— Begin —

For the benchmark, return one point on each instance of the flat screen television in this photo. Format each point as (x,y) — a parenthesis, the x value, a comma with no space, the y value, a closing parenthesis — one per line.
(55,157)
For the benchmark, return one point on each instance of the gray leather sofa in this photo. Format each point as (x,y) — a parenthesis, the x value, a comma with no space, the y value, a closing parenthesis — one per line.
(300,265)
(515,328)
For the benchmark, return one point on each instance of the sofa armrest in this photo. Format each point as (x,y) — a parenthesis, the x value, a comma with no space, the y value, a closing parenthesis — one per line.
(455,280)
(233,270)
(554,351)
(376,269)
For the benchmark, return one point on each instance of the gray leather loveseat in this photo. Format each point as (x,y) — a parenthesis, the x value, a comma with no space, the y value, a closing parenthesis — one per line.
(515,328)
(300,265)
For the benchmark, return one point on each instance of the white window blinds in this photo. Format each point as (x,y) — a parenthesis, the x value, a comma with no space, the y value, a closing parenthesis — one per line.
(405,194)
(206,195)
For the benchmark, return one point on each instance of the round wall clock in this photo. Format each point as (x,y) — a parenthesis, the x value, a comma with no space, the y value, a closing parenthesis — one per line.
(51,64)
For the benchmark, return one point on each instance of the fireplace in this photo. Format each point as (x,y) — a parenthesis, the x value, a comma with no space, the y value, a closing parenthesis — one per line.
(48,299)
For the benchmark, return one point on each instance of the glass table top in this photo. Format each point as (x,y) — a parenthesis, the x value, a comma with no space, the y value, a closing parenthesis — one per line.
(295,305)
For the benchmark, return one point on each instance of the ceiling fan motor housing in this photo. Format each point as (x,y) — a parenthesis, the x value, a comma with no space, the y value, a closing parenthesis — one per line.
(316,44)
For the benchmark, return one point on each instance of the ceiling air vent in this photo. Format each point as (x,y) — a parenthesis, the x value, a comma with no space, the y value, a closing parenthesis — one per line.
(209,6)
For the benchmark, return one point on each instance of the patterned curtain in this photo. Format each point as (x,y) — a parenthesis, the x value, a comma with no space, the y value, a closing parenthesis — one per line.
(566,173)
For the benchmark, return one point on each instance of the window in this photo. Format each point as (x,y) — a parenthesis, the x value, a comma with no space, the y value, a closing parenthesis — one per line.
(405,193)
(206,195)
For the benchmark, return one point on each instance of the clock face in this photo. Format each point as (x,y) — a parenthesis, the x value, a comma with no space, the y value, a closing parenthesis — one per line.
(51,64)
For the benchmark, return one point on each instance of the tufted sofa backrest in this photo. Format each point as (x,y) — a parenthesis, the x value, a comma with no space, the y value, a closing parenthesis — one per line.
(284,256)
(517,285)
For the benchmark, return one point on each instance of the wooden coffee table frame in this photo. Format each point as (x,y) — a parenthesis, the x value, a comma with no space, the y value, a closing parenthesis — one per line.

— End —

### Aim
Rewrite the rows above as a numbered list, starting at the line containing "of the window" and running through the final row, inclusive, with blank lines left out.

### Written solution
1. For the benchmark, return one point on each instance of the window in this photo. Format each point as (x,y) — a parenthesis, the x value, a comma with no space, the y value, a closing parenthesis — one per line.
2. (405,193)
3. (206,195)
4. For the benchmark, return one point on each instance of the clock face in this photo. Format each point as (x,y) — a parenthesis, the x value, a comma with no space, the y value, a closing parenthesis — one per line.
5. (51,64)
6. For the benchmark, return one point on each instance of the tufted sofa backrest in this photo. Format each point as (x,y) — a parenthesis, the x value, a comma with no space, the y value, a closing parenthesis — one per line.
7. (284,256)
8. (517,285)
9. For the benchmark, return one point on each instance of the wooden coffee table frame in this photo. Format each point as (x,y) — a parenthesis, the x value, a comma with no space, the y value, a closing parenthesis — one per line.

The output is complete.